About this task -> Give the data below again exactly as written, without its pictures.

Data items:
● ● ● ● ● ● ●

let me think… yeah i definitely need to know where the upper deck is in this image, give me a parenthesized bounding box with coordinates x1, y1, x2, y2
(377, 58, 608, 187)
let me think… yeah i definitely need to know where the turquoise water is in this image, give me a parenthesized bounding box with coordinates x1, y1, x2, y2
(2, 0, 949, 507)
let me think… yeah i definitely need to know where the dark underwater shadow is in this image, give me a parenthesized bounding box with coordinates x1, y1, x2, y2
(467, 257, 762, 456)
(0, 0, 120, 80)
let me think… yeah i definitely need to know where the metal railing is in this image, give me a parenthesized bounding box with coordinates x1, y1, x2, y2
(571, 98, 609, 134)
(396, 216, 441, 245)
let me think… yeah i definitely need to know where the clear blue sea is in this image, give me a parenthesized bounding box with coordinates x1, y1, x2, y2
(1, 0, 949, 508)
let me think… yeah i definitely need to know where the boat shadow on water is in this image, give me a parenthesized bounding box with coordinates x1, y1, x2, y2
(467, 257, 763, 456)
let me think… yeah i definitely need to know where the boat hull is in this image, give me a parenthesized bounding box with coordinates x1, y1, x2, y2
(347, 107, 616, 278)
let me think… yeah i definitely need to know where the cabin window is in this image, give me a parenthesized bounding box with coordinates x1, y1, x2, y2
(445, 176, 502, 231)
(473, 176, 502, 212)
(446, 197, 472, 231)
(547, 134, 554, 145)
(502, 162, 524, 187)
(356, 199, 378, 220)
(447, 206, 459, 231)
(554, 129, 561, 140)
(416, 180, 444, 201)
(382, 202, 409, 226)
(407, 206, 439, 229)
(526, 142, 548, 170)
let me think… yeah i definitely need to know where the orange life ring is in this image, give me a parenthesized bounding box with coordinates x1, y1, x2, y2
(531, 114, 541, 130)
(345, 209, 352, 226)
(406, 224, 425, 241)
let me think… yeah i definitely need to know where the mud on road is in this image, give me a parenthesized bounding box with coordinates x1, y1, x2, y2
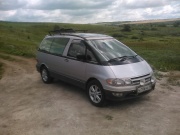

● ● ● ● ● ● ●

Output below ->
let me think… yeah i definitely need to know where the upper deck is in this image, give me a parenthesized bounding box with coordinates x1, y1, x2, y2
(377, 58, 608, 187)
let me think… yeah i definitely need to know where the turquoise water is in this image, give me a parenthesized bounding box with coordinates x1, y1, x2, y2
(2, 0, 949, 507)
let me think… yeah i definitely need to know where the dark underwater shadow is in this image, give me a parenthesized bounding box with coordinates x1, y1, x2, y2
(467, 257, 762, 456)
(0, 0, 120, 80)
let me think… yeah i definitely need to know where the metal railing is in this image, give me a parenthesized bounding box with coordinates x1, y1, x2, y2
(571, 98, 609, 134)
(396, 216, 441, 245)
let me think… yeah i definitely need to know where the clear blue sea is in this image, give me a parenthesized bounding box with coordinates x1, y1, x2, y2
(1, 0, 949, 508)
let me think… yeah i definitely need to know where the boat shadow on water is in this image, give me a parenthesized bounding box with coordinates x1, y1, x2, y2
(467, 257, 763, 456)
let me think… yeah i definitely need to know where the boat hull is in this image, give me a parenthesized bounding box with coordinates x1, y1, x2, y2
(347, 107, 616, 278)
let me think… yeah i definitely need to know where the cabin window is in this image, give me a parenthesized bounding box with coordinates x1, y1, x2, y2
(445, 176, 502, 231)
(473, 176, 502, 212)
(446, 197, 472, 231)
(547, 134, 554, 145)
(502, 162, 524, 187)
(356, 199, 378, 220)
(447, 206, 459, 231)
(554, 129, 561, 140)
(416, 180, 444, 201)
(382, 202, 409, 226)
(407, 206, 439, 229)
(526, 142, 548, 170)
let me think… yeah i definitely need to know where the orange life ring is in this image, give me a parenthesized bounding box with coordinates x1, y1, x2, y2
(531, 114, 541, 130)
(345, 209, 352, 226)
(406, 224, 425, 241)
let me think… yeah i definitely need to know where the mud on road is in this image, give me a parenthesized bounding box with coordinates x1, y1, x2, y2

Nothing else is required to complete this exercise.